• **REQUIREMENT 1**:
In the home network plan, reproduce the passage starting at "pfSense will handle" and ending at "Private LAN (10.1.0.0/24)", substituting "traffic filtering" for "firewalling".

• **DOCUMENT EXCERPT**:
Do you guys have any better software picks?
Trying to get this all planned out so I can start a diagram and a hardware list.

Then create a map.
Don't want any surprise needs and have to rip up walls to run cable, under alocate switches/patch panels, and server cabinet space.

Also have to setup a UPS solution.

Let's see, you basically need three boxes:

Router
Any box with multiple network interfaces will do.

OS: pfSense

Services:

  • Routing
  • NAT
  • Firewall
  • DHCP
  • DNS
  • IDS/IPS: Snort
  • Caching (if absolutely necessary): Squid

So far so good.

Virtualization host
Building a separate box for each server is silly, so let's virtualize the less demanding services and run them from one host system. Use a hypervisor (like VMWare ESXi or Proxmox) to achieve this.

Virtual machines:

  • RADIUS server for authenticating wireless clients
  • Mail server
  • Web server
  • Database server
  • "Cloud" server
  • Additional experimental machines for learning

Storage box
Storage is not my thing, but Freenas is a well known option. Plex can be ran as a docker container on top of Freenas.


To split up the network, all you need is a managed switch, and some access points that support VLAN tagging with multiple SSID's.

pfSense will handle the routing and firewalling between the networks, no need to have separate hardware here.

Here is a theoretical network layout (this numbering scheme is just an example):

VLAN 1: Private LAN (10.1.0.0/24)

  • Workstations (10GbE)
  • Storage server with Plex service (10GbE)
  • Experimental virtual machines
  • All devices connected to the "private" wireless SSID

VLAN 2: Guest LAN (10.2.0.0/22, only internet access)

• **LISTING**:

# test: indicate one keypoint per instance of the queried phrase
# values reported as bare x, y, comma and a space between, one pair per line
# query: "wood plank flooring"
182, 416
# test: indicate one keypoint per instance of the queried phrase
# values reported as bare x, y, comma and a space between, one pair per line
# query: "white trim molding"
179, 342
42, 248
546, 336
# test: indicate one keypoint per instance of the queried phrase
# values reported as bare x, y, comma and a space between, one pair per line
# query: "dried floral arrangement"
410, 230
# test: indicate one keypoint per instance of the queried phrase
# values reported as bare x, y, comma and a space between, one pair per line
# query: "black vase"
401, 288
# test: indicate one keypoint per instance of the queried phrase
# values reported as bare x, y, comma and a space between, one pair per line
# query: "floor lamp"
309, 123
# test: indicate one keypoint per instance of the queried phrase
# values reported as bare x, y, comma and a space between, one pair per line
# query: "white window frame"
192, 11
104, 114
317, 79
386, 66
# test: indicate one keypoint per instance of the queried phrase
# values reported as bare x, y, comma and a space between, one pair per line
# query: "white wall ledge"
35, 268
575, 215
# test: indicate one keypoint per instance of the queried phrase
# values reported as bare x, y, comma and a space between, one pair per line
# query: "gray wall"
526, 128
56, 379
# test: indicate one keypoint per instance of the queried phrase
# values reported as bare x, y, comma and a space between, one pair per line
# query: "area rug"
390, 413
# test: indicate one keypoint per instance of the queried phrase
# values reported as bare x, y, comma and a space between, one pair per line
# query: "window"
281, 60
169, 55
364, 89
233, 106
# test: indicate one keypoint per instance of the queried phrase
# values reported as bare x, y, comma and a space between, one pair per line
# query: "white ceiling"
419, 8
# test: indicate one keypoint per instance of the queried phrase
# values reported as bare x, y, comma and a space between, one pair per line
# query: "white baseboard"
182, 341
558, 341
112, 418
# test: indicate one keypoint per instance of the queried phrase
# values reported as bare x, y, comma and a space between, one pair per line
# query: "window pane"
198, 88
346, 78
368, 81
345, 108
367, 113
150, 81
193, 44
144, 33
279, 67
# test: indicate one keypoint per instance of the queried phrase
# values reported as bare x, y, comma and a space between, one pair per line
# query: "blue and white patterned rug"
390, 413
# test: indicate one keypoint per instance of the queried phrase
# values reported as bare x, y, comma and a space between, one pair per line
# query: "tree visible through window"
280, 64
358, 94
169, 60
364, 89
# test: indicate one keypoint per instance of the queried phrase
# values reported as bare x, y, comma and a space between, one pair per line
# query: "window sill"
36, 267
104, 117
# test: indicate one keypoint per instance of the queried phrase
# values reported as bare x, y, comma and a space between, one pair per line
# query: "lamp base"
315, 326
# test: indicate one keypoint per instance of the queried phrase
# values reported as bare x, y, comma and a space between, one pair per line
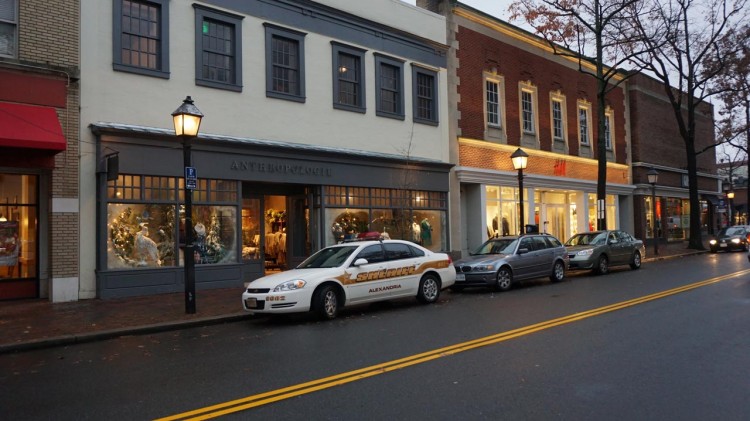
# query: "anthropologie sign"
281, 167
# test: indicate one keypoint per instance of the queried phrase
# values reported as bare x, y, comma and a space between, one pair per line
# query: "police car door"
370, 283
402, 269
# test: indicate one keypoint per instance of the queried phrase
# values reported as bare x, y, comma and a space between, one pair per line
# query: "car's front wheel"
504, 279
429, 289
326, 303
602, 265
558, 272
636, 262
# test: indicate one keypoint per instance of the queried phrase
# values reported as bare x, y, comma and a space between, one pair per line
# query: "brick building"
511, 91
39, 150
657, 144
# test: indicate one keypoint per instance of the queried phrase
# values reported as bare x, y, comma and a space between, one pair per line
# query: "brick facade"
515, 64
48, 55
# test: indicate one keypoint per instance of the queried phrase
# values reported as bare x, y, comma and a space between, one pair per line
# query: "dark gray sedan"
598, 250
500, 262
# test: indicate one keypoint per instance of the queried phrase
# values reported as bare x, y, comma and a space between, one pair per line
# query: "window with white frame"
389, 87
492, 102
584, 126
608, 117
285, 63
218, 46
141, 37
8, 28
424, 95
348, 77
558, 123
527, 111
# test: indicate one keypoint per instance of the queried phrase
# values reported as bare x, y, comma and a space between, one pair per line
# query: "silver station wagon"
502, 261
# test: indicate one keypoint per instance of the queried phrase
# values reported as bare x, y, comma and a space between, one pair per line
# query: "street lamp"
520, 159
187, 121
727, 187
653, 177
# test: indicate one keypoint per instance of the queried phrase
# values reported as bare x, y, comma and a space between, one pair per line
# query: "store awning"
30, 127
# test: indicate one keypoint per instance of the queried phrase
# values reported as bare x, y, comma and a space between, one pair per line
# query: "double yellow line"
374, 370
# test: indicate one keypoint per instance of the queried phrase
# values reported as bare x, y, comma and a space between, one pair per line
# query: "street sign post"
191, 178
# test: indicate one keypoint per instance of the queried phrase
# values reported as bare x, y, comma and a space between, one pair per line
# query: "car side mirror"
361, 261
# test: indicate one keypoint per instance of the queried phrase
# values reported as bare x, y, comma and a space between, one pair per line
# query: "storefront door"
18, 236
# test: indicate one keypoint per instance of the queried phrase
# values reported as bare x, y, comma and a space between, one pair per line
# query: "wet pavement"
38, 323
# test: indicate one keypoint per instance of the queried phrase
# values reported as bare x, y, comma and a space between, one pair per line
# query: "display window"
417, 216
18, 226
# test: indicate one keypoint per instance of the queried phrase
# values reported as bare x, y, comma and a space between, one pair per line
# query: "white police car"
352, 273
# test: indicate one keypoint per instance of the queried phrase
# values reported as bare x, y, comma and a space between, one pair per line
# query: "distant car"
598, 250
730, 239
502, 261
352, 273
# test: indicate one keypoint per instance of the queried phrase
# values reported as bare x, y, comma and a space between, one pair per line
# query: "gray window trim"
163, 71
380, 60
15, 4
336, 49
415, 71
228, 19
296, 36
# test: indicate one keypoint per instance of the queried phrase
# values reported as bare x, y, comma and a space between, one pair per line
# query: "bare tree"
686, 51
733, 85
571, 27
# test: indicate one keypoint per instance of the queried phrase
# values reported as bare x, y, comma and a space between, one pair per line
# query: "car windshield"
499, 246
587, 239
732, 231
330, 257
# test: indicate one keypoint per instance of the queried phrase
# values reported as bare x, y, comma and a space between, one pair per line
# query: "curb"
116, 333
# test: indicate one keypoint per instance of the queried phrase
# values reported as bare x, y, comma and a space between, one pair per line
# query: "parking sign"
191, 178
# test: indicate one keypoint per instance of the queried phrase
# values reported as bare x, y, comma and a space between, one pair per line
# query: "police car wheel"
429, 289
326, 303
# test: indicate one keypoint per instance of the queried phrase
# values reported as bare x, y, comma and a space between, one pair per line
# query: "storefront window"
678, 219
251, 223
140, 235
215, 239
412, 215
149, 235
610, 208
18, 226
502, 211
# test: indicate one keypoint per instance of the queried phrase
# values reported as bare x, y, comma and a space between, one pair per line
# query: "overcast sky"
496, 8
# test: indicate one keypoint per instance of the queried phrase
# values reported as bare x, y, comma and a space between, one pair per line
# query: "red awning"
30, 126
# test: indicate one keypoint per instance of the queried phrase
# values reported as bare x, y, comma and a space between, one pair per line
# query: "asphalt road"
669, 341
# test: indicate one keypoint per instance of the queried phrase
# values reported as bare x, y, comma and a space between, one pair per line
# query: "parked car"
730, 239
500, 262
599, 250
352, 273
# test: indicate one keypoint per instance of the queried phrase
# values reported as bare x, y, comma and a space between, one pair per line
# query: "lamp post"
653, 177
520, 159
187, 121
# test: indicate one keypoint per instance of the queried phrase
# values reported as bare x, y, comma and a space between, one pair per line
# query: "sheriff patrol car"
352, 273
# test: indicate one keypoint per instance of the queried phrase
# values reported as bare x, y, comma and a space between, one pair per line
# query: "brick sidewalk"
29, 324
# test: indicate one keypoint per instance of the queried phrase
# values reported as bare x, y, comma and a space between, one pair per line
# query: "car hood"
307, 275
572, 249
480, 259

• **REQUIREMENT 2**:
Locate every line in the listing that contains the string "storefront" and copy each of those lines.

• **FULL ANSWER 1**:
pfSense will handle the routing and traffic filtering between the networks, no need to have separate hardware here.

Here is a theoretical network layout (this numbering scheme is just an example):

VLAN 1: Private LAN (10.1.0.0/24)

• **FULL ANSWER 2**:
# query: "storefront door"
# query: "storefront window"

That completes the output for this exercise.